■ Aim
Gather every line in the rows below that contains the word "surface". Case counts, so match capital and lowercase letters as given.

■ Provided records
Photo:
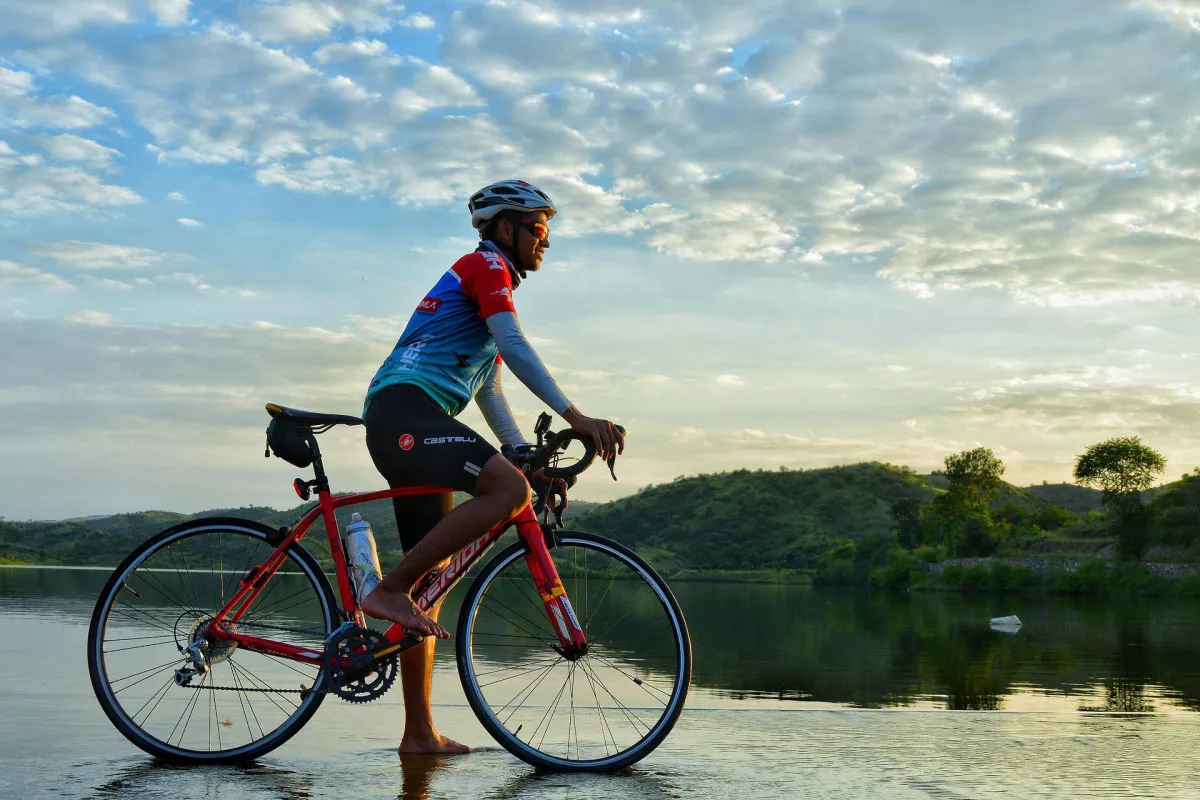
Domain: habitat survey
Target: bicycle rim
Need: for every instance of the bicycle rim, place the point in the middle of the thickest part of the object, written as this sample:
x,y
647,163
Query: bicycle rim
x,y
603,711
159,602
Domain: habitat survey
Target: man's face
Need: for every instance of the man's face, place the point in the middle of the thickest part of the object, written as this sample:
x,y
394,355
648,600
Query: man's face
x,y
532,238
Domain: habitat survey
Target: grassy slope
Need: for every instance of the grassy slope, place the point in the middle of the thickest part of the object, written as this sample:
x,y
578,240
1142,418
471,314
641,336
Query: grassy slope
x,y
731,521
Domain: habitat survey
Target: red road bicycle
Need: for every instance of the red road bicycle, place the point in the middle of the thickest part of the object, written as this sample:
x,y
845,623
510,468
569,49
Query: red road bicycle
x,y
217,639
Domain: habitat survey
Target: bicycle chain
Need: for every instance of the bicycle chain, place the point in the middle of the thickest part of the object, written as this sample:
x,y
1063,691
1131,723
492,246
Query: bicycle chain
x,y
251,689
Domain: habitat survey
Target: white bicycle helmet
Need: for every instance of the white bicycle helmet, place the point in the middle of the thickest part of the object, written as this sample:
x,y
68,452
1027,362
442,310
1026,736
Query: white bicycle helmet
x,y
508,196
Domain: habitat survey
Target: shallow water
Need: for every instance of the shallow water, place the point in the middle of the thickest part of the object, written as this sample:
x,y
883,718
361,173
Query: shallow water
x,y
797,693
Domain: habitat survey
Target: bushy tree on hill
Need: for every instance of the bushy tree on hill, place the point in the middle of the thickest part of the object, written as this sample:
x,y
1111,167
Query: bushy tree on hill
x,y
977,471
1122,468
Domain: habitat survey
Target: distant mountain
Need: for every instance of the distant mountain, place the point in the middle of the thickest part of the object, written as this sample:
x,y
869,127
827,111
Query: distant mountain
x,y
1075,499
757,519
106,540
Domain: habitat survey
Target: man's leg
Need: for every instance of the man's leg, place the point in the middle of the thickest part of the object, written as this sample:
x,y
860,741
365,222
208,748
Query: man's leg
x,y
417,679
501,493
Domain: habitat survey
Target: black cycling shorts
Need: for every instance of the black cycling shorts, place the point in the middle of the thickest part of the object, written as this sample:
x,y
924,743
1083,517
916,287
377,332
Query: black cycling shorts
x,y
413,441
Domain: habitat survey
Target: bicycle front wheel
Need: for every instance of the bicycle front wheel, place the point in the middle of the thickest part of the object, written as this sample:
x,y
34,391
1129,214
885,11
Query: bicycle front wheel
x,y
595,714
159,602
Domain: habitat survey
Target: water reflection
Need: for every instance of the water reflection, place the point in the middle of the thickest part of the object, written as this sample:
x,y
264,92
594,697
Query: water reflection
x,y
153,779
801,645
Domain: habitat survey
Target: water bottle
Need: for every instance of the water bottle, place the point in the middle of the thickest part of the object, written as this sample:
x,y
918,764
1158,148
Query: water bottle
x,y
363,555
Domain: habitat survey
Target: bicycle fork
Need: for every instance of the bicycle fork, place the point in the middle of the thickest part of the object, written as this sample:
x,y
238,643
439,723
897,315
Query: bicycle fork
x,y
573,642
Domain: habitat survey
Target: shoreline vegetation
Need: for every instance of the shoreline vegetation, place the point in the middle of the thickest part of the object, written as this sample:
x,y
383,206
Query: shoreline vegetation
x,y
867,524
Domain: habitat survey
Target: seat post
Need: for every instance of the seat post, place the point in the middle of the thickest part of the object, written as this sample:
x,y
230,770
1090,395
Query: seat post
x,y
317,464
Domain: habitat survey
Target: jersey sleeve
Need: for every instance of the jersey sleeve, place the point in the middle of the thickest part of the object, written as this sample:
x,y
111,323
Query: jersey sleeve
x,y
486,283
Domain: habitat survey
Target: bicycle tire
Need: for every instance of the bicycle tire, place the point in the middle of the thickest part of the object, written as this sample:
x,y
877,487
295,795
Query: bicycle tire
x,y
658,651
136,612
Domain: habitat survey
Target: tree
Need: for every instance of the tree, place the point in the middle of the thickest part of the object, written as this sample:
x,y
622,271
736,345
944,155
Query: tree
x,y
1122,468
906,516
978,471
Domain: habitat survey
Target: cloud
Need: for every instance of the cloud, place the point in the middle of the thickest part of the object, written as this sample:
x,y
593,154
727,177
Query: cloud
x,y
16,274
51,19
96,318
306,19
96,256
28,187
67,146
359,48
24,108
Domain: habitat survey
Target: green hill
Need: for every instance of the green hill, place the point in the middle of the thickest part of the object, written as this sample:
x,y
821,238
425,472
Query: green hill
x,y
756,519
1075,499
105,541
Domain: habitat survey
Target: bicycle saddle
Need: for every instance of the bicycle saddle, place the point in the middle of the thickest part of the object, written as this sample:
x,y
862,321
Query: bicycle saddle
x,y
310,417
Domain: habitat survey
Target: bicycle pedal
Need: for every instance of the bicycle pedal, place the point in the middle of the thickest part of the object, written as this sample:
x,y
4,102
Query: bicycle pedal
x,y
411,641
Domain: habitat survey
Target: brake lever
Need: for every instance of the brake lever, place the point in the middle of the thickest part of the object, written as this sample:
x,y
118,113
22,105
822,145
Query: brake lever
x,y
612,457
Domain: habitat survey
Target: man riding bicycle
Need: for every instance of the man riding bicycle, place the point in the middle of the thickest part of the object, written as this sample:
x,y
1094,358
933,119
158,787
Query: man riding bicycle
x,y
450,352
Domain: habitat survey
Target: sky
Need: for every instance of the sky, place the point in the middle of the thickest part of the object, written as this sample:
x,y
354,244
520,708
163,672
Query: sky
x,y
790,234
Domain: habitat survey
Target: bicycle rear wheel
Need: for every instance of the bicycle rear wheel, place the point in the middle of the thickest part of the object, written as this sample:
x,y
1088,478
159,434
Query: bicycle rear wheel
x,y
157,603
603,711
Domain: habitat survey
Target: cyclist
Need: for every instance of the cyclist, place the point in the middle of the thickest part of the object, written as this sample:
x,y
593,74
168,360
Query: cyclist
x,y
450,352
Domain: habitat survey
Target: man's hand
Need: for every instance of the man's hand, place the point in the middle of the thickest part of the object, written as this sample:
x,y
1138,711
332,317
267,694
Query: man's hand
x,y
607,437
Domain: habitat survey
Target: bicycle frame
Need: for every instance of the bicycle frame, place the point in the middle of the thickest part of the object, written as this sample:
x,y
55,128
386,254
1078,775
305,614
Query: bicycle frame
x,y
427,591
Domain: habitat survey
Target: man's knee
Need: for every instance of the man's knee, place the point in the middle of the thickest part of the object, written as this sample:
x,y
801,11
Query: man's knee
x,y
504,482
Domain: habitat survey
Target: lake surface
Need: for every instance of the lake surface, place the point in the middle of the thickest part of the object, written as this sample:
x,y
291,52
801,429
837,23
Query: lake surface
x,y
798,692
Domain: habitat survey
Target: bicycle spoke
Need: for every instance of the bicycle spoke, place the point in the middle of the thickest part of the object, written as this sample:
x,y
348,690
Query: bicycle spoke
x,y
641,683
161,692
533,635
527,672
624,709
604,720
527,692
144,672
549,716
609,708
178,583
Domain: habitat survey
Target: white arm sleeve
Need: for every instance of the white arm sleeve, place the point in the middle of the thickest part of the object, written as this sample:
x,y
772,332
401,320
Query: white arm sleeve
x,y
496,409
525,364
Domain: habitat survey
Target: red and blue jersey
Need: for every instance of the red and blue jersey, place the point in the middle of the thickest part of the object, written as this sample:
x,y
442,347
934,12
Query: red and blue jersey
x,y
447,348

■ Answer for this exercise
Target: lake surface
Need: for every instance of the lake surface, place the point in the middle of the thickest part of the object, written as this sample:
Query: lake surface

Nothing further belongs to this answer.